→ Exercise
Quote the material from its start through the line containing "Use the even-odd", both ends included, and leave the pictures out of your answer.

>>>

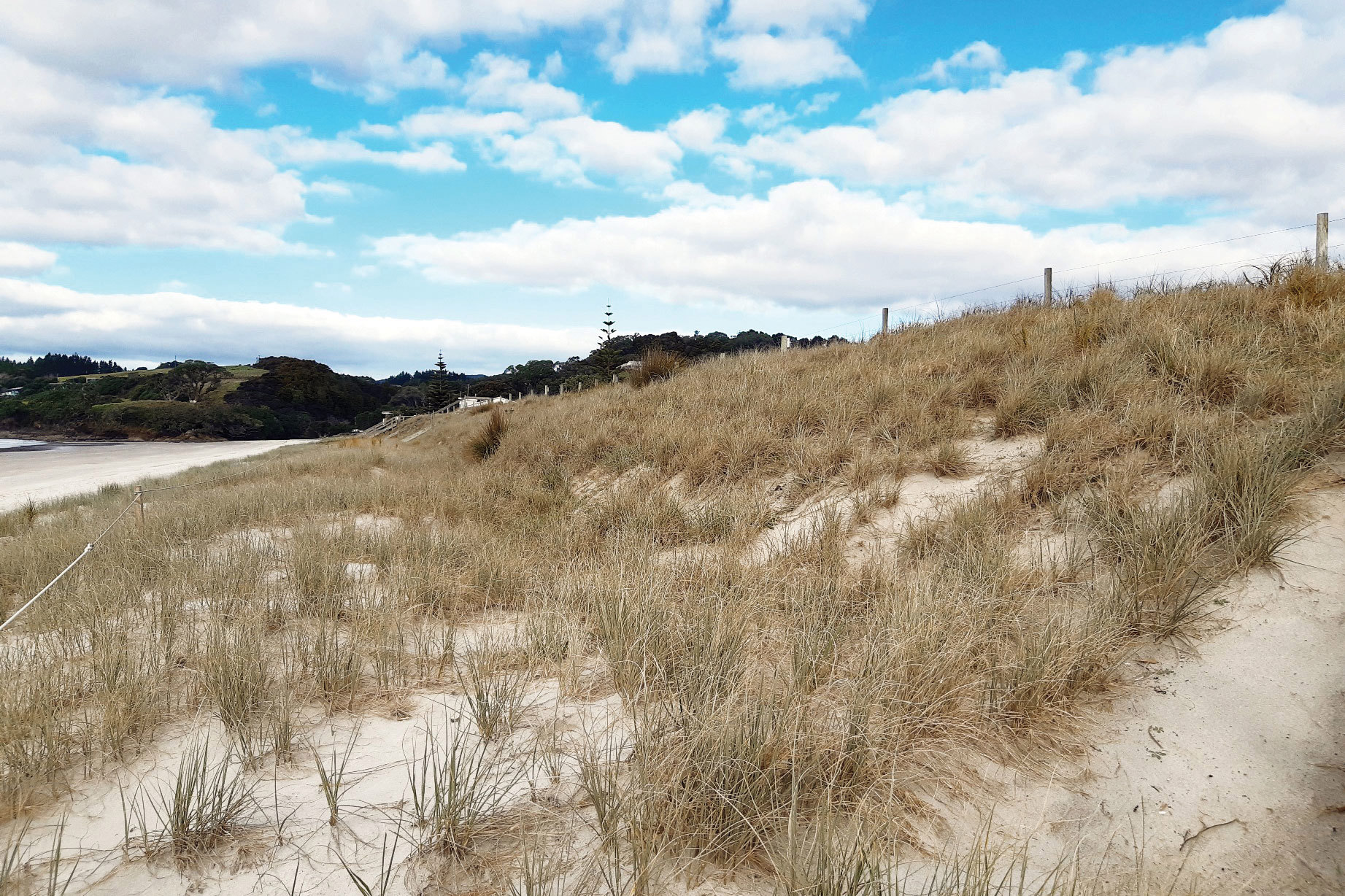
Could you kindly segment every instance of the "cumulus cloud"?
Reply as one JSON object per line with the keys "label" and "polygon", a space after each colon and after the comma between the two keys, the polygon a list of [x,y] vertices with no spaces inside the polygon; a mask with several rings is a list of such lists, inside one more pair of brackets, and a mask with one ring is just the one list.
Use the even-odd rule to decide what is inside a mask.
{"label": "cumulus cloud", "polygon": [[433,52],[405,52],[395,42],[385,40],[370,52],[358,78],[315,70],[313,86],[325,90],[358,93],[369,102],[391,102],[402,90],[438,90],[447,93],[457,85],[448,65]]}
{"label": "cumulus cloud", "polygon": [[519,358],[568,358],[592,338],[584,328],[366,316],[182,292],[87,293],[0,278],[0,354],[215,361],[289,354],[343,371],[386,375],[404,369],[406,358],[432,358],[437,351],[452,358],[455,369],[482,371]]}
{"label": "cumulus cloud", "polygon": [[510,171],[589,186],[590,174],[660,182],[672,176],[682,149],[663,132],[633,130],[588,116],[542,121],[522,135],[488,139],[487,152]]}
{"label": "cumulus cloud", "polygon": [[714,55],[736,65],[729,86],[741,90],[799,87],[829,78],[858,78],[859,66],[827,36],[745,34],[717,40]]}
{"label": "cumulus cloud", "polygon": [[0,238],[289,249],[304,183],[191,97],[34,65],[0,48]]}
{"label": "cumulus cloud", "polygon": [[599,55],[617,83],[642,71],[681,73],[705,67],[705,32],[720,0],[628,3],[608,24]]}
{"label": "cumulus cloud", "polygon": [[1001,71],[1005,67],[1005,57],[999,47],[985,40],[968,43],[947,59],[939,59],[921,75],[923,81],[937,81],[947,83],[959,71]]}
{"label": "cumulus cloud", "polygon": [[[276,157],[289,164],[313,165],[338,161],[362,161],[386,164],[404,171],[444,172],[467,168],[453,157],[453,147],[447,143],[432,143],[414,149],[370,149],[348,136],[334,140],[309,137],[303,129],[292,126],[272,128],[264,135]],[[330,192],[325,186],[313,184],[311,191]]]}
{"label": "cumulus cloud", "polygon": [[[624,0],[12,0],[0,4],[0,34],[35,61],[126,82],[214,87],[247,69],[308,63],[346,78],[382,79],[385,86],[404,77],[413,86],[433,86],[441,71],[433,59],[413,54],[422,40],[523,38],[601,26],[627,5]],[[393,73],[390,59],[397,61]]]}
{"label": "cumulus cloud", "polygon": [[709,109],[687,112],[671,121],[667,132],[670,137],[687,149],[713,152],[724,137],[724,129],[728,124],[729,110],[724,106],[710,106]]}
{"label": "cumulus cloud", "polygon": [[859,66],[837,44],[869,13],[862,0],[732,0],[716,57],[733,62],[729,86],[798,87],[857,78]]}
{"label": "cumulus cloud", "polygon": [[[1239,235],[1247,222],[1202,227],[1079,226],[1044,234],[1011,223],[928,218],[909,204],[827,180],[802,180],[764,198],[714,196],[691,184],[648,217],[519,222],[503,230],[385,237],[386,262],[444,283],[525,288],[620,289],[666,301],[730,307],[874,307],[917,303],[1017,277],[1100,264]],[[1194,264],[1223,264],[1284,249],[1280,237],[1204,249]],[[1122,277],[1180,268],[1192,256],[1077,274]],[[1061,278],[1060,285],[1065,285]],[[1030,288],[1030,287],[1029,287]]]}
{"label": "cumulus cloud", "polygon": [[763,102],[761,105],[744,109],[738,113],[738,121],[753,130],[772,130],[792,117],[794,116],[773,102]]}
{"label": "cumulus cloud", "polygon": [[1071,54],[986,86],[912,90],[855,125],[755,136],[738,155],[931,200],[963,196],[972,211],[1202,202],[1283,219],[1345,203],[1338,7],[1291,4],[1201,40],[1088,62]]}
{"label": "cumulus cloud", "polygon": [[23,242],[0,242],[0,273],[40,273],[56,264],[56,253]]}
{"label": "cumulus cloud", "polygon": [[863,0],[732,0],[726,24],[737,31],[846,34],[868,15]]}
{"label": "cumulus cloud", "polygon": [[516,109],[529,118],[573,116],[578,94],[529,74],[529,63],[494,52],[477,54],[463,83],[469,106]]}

<<<

→ Solved problem
Could you kindly segment every instance of the "cumulus cloud"?
Reply as one JSON object per line with the keys "label" and "polygon", a space after each colon and after the comma between the two keys, the polygon a list of [x,y] vertices with no spaces inside the polygon; a mask with several rings is a list of such lists, inside one more pair of brackets, and a mask with one ring is just the one list.
Use the even-odd rule to decide what is inside a mask.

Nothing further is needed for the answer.